Excerpted data:
▶
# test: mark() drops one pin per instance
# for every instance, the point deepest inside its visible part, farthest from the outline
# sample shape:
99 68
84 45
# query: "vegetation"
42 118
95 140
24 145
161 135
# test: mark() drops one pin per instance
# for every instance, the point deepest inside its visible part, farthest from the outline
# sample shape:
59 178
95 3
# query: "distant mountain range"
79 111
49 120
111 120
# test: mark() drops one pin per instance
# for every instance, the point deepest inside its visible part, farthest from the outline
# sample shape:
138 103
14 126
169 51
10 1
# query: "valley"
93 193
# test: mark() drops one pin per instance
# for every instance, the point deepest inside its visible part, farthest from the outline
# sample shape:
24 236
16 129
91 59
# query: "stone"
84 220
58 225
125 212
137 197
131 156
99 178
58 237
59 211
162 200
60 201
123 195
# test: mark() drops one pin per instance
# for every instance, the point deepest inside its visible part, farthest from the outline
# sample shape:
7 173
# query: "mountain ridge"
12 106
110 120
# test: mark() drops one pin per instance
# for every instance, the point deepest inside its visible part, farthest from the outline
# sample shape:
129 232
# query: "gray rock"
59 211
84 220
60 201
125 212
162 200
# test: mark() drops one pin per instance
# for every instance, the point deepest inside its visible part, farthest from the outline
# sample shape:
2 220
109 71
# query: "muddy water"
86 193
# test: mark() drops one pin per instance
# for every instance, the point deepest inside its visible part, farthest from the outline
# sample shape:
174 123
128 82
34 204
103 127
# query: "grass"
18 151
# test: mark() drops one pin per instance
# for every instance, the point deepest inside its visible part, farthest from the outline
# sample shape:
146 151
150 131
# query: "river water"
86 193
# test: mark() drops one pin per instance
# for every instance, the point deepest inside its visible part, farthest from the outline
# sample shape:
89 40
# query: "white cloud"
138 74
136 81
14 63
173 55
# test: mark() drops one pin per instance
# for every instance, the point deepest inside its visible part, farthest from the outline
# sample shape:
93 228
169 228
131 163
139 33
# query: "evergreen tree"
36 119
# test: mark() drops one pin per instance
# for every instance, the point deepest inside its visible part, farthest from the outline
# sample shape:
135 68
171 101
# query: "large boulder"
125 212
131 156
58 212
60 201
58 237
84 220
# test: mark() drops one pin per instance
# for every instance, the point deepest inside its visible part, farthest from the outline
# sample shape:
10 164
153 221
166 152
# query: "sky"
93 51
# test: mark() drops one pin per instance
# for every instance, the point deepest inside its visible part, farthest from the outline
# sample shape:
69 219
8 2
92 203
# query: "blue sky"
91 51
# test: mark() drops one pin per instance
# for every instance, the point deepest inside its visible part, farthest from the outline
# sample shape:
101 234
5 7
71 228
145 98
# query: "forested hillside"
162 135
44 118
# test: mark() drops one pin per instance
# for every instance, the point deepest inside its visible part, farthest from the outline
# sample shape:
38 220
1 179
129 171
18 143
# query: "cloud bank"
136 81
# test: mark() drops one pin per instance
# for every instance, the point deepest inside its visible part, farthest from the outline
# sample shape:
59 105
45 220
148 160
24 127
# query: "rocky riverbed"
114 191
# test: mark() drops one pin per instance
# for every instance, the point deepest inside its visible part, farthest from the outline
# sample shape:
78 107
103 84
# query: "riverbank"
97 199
◀
What to do: How many lines in the data above contain the string "water"? Treat uppercase and lowercase as different, and reply with the number alone.

Expected answer: 2